Segment Open
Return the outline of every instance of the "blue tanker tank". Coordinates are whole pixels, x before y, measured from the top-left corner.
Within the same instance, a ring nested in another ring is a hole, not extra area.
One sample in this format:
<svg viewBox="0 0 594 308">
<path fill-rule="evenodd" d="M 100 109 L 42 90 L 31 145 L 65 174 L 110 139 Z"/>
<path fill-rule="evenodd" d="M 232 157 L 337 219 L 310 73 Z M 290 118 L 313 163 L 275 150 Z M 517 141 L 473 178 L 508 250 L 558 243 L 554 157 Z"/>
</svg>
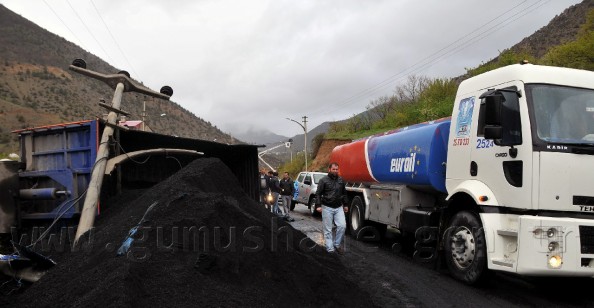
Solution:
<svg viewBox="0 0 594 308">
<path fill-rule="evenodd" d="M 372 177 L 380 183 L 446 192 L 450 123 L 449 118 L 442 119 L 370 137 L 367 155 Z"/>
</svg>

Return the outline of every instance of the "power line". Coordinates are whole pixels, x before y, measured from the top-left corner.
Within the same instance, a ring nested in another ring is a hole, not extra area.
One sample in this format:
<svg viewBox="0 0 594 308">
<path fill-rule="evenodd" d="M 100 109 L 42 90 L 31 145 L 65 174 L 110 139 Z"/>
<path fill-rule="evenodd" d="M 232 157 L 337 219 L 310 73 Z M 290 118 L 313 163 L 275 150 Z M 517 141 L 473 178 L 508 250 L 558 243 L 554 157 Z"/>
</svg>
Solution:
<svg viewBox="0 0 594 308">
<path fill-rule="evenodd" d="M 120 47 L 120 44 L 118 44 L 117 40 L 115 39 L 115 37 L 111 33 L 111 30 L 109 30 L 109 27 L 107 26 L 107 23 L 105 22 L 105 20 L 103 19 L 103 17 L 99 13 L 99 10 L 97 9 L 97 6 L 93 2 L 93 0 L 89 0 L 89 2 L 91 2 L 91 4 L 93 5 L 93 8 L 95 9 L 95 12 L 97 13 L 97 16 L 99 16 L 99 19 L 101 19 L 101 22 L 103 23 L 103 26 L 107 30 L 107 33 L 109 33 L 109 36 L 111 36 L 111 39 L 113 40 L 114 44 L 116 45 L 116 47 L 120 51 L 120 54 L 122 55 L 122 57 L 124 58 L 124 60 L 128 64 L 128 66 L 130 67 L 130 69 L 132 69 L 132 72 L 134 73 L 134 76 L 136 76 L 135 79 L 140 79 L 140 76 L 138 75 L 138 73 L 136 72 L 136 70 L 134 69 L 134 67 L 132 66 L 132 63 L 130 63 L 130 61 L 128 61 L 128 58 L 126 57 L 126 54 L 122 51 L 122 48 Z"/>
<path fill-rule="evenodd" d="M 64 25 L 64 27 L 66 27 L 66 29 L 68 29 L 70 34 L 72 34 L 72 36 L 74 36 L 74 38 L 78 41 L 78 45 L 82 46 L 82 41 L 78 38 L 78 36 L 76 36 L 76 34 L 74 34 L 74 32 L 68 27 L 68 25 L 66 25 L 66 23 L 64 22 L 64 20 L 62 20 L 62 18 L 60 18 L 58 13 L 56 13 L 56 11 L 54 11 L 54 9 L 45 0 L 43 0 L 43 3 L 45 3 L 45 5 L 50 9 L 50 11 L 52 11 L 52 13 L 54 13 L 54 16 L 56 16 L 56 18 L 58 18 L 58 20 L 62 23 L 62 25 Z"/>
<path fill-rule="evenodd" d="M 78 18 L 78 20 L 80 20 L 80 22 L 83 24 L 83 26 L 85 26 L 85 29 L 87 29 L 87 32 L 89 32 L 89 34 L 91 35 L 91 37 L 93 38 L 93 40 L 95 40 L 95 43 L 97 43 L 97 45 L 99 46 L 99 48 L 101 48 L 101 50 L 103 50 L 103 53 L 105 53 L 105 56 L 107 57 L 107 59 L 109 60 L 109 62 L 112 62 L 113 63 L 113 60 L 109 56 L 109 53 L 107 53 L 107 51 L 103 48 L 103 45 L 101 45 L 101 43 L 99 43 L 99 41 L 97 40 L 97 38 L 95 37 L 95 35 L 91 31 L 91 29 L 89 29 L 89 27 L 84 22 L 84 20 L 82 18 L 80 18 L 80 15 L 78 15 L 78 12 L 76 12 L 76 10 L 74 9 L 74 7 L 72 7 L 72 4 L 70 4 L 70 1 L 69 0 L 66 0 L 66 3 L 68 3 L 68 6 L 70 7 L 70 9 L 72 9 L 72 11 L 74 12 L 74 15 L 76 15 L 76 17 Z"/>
Segment Closed
Work instructions | If a line above holds the word "from", count it; then say how many such lines there are and nothing else.

Solution below | 2